▶ Angaben nutzen
A – Gib aus der Meldung über Pistorius den Abschnitt von „Mordverdacht gegen Paralympics-Star“ bis „in Pretoria vorgeführt.“ wortgetreu wieder.
B – Wie heißt laut der Meldung über Pistorius die Sprecherin der Polizei?
C – Setze die Meldung über Pistorius im Anschluss an ihren letzten Satz fort.

▶ Auszug
Mordverdacht gegen Paralympics-Star Pistorius
Johannesburg (dpa) - Der sechsmalige Paralympics-Sieger Oscar Pistorius aus Südafrika steht nach tödlichen Schüssen auf seine Freundin unter Mordverdacht. Er wird deshalb am Freitag nach Angaben der Staatsanwaltschaft einem Haftrichter in Pretoria vorgeführt.
Dieser muss entscheiden, ob gegen den am Donnerstag festgenommenen Sportler formell Mordanklage erhoben wird und er möglicherweise gegen eine Kaution zunächst freigelassen wird. Zuvor hatte die Nachrichtenagentur AP berichtet, es sei bereits während der polizeilichen Vernehmung Mordanklage gegen den 26-Jährigen erhoben worden.
Pistorius will nach Angaben seines Anwalts Kenny Oldwage in jedem Fall einen Antrag stellen, auf Kaution freigelassen zu werden. Sein Mandant sei „aufgewühlt, aber es geht ihm gut“, meinte Oldwage laut der südafrikanischen Nachrichtenagentur SAPA nach einem Besuch bei Pistorius.
Die Polizei bestätigte, dass ein 26 Jahre alter Mann am Donnerstag in Pretoria festgenommen wurde, nannte allerdings keinen Namen. Sprecherin Denise Beukes erklärte aber, Pistorius habe sich nach dem Tod der Frau in seinem Haus in Pretoria aufgehalten und es seien keine weiteren Verdächtigen beteiligt. Der Festgenommene sollte sich in einem Krankenhaus einem Blut-Alkoholtest und Untersuchungen auf Spuren einer gewaltsamen Auseinandersetzung unterziehen.
Pistorius war im Sommer 2012 als erster beidseitig amputierter Sportler auf Hightech-Karbon-Prothesen bei den Olympischen Spielen in London gestartet.

▶ Datensätze
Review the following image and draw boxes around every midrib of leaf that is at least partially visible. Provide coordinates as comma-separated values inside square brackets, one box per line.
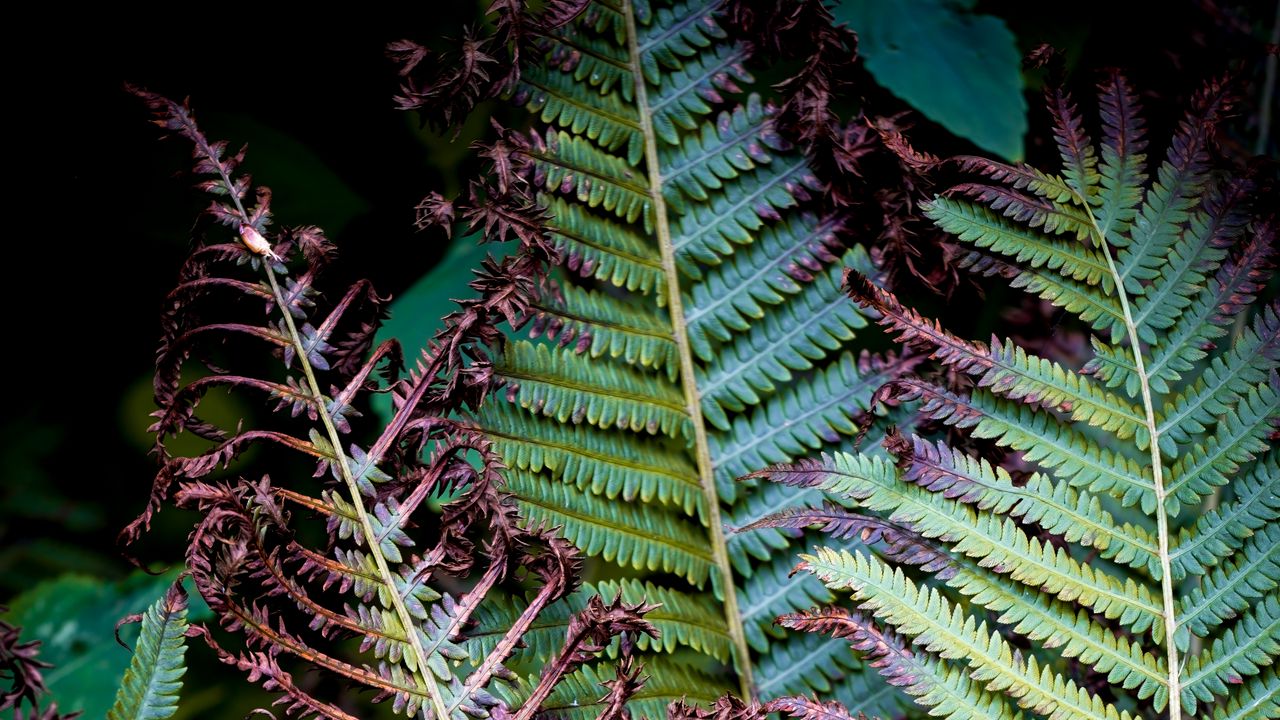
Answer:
[1085, 198, 1183, 720]
[259, 263, 449, 720]
[622, 0, 753, 697]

▶ Antworten je Aufgabe
A –
Mordverdacht gegen Paralympics-Star Pistorius
Johannesburg (dpa) - Der sechsmalige Paralympics-Sieger Oscar Pistorius aus Südafrika steht nach tödlichen Schüssen auf seine Freundin unter Mordverdacht. Er wird deshalb am Freitag nach Angaben der Staatsanwaltschaft einem Haftrichter in Pretoria vorgeführt.

B – Denise Beukes.

C –
Die 30 Jahre alte Freundin des Athleten, Reeva Steenkamp, war von der Polizei mit Schüssen in Kopf und Arm gefunden worden. Die Juristin, die vor allem als Starmodel ihr Geld verdiente, starb den Angaben zufolge noch am Tatort. Dort fanden Beamte eine Pistole vom Kaliber 9 Millimeter. Die Schüssen waren in der Nacht zum Donnerstag gefallen. Henke Pistorius, Vater des Athleten, drückte der Familie von Steenkamp sein Mitgefühl aus und sagte: „Falls jemand ein Statement abgeben wird, wird es Oscar sein. Er ist traurig im Moment.“
Im Hause des Paralympics-Goldmedaillengewinners habe es in der Vergangenheit mehrfach Vorfälle häuslicher Gewalt gegeben, sagte Polizeisprecherin Beukes in Pretoria. Nachbarn berichteten dem Sender eNCA zufolge von lautstarken Auseinandersetzungen vor den tödlichen Schüssen.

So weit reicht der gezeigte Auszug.